SET PROBLEM: Rewrite every line of the data below with "one instance per line" replaced by "one instance on each line" and nothing else changed. Leave the pictures out of your answer.

ENTRIES PROVIDED:
──────
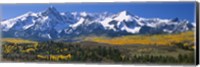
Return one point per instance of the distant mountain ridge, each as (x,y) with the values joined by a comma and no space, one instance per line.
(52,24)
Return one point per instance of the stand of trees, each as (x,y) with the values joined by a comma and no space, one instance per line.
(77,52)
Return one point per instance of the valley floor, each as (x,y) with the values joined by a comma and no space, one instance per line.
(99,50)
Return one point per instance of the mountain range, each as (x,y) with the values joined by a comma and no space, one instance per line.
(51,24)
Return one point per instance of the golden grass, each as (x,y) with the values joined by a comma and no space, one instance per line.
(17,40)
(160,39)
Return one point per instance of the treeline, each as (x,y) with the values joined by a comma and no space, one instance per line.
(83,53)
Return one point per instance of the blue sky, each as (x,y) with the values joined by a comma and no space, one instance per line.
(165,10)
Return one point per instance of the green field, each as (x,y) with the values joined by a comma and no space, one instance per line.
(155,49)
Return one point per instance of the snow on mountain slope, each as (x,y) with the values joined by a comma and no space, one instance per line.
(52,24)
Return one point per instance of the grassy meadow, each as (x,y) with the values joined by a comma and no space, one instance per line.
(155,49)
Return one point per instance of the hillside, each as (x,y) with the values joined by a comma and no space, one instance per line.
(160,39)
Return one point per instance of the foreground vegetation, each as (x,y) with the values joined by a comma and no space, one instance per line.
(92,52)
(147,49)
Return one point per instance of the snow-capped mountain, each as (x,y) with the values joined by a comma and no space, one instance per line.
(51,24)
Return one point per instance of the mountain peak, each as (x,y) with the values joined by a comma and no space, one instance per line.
──────
SOLUTION TO THIS TASK:
Return one point per instance of the distant mountain ridge, each as (x,y) with the values joined by a comma and no space, one instance on each line.
(52,24)
Return one point per instance of the stand of trees, each as (x,y) with the values joined by a comma and no space, one instance on each line.
(77,52)
Return one point per instance of the valley floor, each as (x,y) with the values joined by a comma and no space, one instance on each line.
(99,50)
Return one point per instance of the mountain range, each as (x,y) with the values joined by a comma and no space, one instance on each line.
(51,24)
Return one point per instance of the golden grass, each as (x,y) with the values joined by a comma and no space, one instance on each line.
(17,40)
(160,39)
Return one point per instance of the treeline, each as (x,y) with the values joined by a comma and no space, one instance on each line.
(83,53)
Return one point per instance of the blue sky, each as (x,y) with the values joined by a comma and no space, one instance on each line.
(165,10)
Return one point per instance of the green field, each as (x,y) with the values joined by a comma and no space, one instance on each line.
(155,49)
Return one point per instance of the snow on mountain slope, each as (x,y) with the values joined by a comma and no space, one instance on each line.
(52,24)
Return one point per instance of the grassy meadow, each as (x,y) with the values joined by a comma and no space, one instance on each line.
(155,49)
Return one point per instance of the hillside, each as (x,y) with the values joined by a comma and no space, one instance on each line.
(160,39)
Return one point per instance of the foreground vegetation, each as (x,y) with the values joined by a comma and no space, one instance on each line.
(92,52)
(147,49)
Return one point per instance of the snow-capped mountain, each as (x,y) with the values joined by a comma and no space, one instance on each line.
(51,24)
Return one point per instance of the mountain peak, each as (x,y) with the values joined by a comma and no space, one instance on each line.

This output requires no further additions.